It is known that such a device is identified by a unique number (UA). An administration center stores the identification (UA) for each device with the initial credit value.
In addition to that, such a device will contain a control value (CT) that, preferably, is specific to each device. The administration center will also store this value with the device identification. Thanks to this control value (CT), the remaining credit value will be verifiable in a reliable manner.
The process is the following, taking the example of a fixed credit value (initial credit) and an increasing debit value (see example above).
According to our example, the initial credit value is 200 Euros and the debit value (V1) before the purchase is 10.5 Euros. The purchase initiated by the user is an amount M of 2.8 Euros for a televised event.
The function is, for example, a logarithmic function:
Y=10 log(x)+3

Current Value V1: 10.5 Y1=13.212

Final Value V1′: 13.3 Y1′=14.238

Absolute Difference in Values N: 1 i.e. └Y1′┘−└Y1┘
The absolute difference in values (N) is known as the number of steps.
Consequently, the control value will be subject to only one one-way function. In the case that the difference is zero, no modification is made to the control value (CT).
Other functions, such as division may be used. The flow chart from FIG. 1 corresponds to this example.
In the example illustrated in the flowchart it was arranged for the interval causing a modification of the control value, or the granularity (G), to be 1 Euro.

Current Value V1: 10.5 Granularity (G): 1

Final Value V1′: 13.3

Absolute Difference in Values N=V1′/G−V1/G i.e. └13.3/1┘−└10.5/1┘=3

We only keep the whole part of the result of the division (quotient) (i.e., each result is truncated) to calculate the difference between these two divisions.
Thus, the control value will be modified 3 times by a one-way function CT=Hash (Hash (Hash (CT))). Three iterations of this one-way function will be performed, the following one-way function being applied to the result of the preceding one-way function.
The final control value (CT) will be stored with the new debit value, which is 13.3.
According to an alternative execution mode, the quotient for the division └13.3/1┘ representing the total number of times that the one-way function has been applied is kept in memory with the control value in order to not redo this calculation at the time of the next debit.

● ● ● ● ●

• [WORK INSTRUCTIONS]
A - Summarize the excerpt on verifying credit values in two sentences.
B - From the excerpt on verifying credit values, list every abbreviation introduced in parentheses and what each one stands for.
C - Carry on the excerpt on verifying credit values from its final sentence.
The data that comes after this text plays no part in any of the work.

• [DATA BLOCK]
● ● ● ● ●

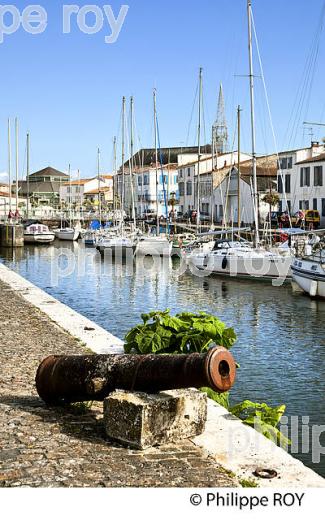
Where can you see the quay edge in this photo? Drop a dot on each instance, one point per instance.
(235, 446)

● ● ● ● ●

• [RESPONSES TO THE EXERCISE]
A - A device identified by a unique number (UA) holds a control value (CT), which an administration center stores with the device identification so that the remaining credit value can be verified reliably. When a purchase raises the debit value, the number of steps between the old and new values is found using a logarithmic function or division by a granularity, and the control value is modified that many times by a one-way function.

B -
- UA: the unique number that identifies the device
- CT: the control value
- V1: the debit value before the purchase
- N: the absolute difference in values, known as the number of steps
- G: the granularity, the interval causing a modification of the control value

C -
We can thus consider that each value V=└V1/G┘ is associated with a control value (CT), which is specific by device, i.e. each device contains a different control value or a control value that is repeated only rarely in the population of prepaid devices.
The FIG. 2 shows the prepaid device PD ready to be inserted into the set-to-box STB. This example shows an embodiment with an ISO 7816 type card which is a known format for such application. The set-top-box STB receives broadcast data from the broadcast center BC, which can transmit the data in various ways such as through satellite, cable, Internet. The set-top-box STB send request to decrement the debit value V1, the result being stored into the prepaid device PD. A request can be related to an event having an identifier EV1. The request sent to the prepaid device contains the amount M, the event identifier EV1. If the prepaid device contains enough credit to cover this purchase, the purchase is accepted and the debit value V1 is updated taking into account the amount M. A temporary right is created containing the event identifier EV1. From no on, the control messages ECM containing the event identifier are accepted, decrypted and the corresponding control word returned to the set-top-box. An expiration date can be generated and associated to the event identifier allowing the prepaid device to cancel this authorization when the expiration date is reached.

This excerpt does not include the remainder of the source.